━━━━━ SUPPLIED RECORDS
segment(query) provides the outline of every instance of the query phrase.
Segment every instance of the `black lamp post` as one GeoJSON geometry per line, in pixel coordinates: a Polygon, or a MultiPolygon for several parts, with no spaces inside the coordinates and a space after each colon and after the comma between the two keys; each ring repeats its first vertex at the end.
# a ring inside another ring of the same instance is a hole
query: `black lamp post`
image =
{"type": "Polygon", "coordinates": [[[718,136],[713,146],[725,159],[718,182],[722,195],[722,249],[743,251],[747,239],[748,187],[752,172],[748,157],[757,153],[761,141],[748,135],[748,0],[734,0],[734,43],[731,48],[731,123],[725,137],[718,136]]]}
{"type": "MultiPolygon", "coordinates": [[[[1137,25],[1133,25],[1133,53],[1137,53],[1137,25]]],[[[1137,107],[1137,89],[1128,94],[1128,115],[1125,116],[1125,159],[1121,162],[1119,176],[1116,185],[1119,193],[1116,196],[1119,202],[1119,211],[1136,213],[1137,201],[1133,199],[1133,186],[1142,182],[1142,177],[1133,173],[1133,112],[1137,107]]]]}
━━━━━━━━━━
━━━━━ SUPPLIED RECORDS
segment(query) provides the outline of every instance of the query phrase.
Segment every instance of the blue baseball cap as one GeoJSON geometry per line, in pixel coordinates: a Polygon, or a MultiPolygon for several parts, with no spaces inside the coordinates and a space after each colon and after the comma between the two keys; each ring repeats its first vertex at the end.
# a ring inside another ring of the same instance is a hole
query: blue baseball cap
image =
━━━━━━━━━━
━━━━━ SUPPLIED RECORDS
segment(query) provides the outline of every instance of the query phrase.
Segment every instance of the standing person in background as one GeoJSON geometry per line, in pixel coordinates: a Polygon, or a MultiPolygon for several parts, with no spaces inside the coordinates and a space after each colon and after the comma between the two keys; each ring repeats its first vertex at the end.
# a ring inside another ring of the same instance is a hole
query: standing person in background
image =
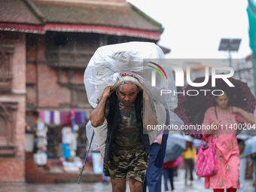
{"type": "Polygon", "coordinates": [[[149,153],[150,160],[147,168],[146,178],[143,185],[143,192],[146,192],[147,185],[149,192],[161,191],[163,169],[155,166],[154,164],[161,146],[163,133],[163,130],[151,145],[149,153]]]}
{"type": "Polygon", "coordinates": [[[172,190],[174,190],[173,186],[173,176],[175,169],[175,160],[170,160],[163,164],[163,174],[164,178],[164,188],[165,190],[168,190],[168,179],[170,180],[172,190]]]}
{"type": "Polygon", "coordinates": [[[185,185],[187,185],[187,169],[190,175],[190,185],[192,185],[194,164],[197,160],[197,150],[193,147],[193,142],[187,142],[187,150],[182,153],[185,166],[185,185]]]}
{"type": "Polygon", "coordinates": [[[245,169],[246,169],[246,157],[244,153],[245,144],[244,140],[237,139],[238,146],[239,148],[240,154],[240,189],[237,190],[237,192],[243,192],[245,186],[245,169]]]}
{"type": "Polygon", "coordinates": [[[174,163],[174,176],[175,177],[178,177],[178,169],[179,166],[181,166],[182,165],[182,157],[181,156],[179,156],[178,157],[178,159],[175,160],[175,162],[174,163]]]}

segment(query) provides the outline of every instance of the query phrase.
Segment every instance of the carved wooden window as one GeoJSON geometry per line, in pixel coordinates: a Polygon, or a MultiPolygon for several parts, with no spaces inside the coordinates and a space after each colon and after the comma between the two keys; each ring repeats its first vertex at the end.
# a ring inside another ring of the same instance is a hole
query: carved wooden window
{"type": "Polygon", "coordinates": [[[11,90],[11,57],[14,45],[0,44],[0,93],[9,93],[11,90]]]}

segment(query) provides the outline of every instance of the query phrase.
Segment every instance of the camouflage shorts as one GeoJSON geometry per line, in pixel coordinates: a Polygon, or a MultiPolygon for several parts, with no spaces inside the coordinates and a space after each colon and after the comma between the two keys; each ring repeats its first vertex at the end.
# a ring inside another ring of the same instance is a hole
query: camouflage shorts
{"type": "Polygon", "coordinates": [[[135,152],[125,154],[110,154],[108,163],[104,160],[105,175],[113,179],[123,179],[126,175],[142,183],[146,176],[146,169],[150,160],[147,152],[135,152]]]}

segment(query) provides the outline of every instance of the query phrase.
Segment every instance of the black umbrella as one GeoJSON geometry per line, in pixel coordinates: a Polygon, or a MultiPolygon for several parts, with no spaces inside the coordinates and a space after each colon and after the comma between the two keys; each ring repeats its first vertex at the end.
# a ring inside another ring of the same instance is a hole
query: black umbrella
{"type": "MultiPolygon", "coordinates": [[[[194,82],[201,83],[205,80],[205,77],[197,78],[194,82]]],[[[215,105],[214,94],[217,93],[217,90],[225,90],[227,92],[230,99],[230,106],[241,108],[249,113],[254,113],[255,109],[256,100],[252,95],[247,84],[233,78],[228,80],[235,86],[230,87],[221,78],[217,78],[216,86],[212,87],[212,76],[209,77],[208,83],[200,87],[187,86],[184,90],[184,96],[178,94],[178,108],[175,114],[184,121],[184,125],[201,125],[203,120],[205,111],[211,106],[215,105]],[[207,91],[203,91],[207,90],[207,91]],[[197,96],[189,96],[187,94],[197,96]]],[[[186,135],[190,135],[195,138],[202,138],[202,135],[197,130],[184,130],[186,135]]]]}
━━━━━━━━━━
• [EXERCISE PROMPT]:
Collect every line of the records that contains the word "baseball", copying each one in full.

• [ANSWER FOR THE TASK]:
Segment every instance of the blue baseball cap as one GeoJSON geometry per line, in pixel coordinates: a Polygon, or a MultiPolygon for several parts, with no spaces inside the coordinates and a space after each colon and after the comma between the two keys; each ring repeats its first vertex at the end.
query: blue baseball cap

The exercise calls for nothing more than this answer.